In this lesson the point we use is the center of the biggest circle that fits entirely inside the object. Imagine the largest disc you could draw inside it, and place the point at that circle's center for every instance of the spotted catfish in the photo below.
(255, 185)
...
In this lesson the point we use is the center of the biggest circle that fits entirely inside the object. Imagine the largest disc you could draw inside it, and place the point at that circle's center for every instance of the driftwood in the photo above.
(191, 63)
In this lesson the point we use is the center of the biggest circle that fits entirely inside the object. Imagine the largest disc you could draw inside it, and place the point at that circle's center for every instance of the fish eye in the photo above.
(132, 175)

### Task to complete
Please pick out each line in the listing above that contains the word "object", and copy those lines in full.

### Finished answer
In this lesson the point we use is the center of the biggest circle that fits entirely inside the object. Imagine the largest disc you could draw inside it, and place the point at that circle's center for every instance of the spotted catfish in the photo below.
In this lesson the point we use is the center of the biggest circle that fits entirely inside the object. Imagine the largest disc you could draw inside it, and place the point at that circle's center for every instance of the driftwood in the photo above.
In this lesson the point we use is the center of the biggest circle that fits entirely inside the object. Imagine the largest disc you could draw inside it, and place the point at that circle's center for every instance of the fish eye in the photo above.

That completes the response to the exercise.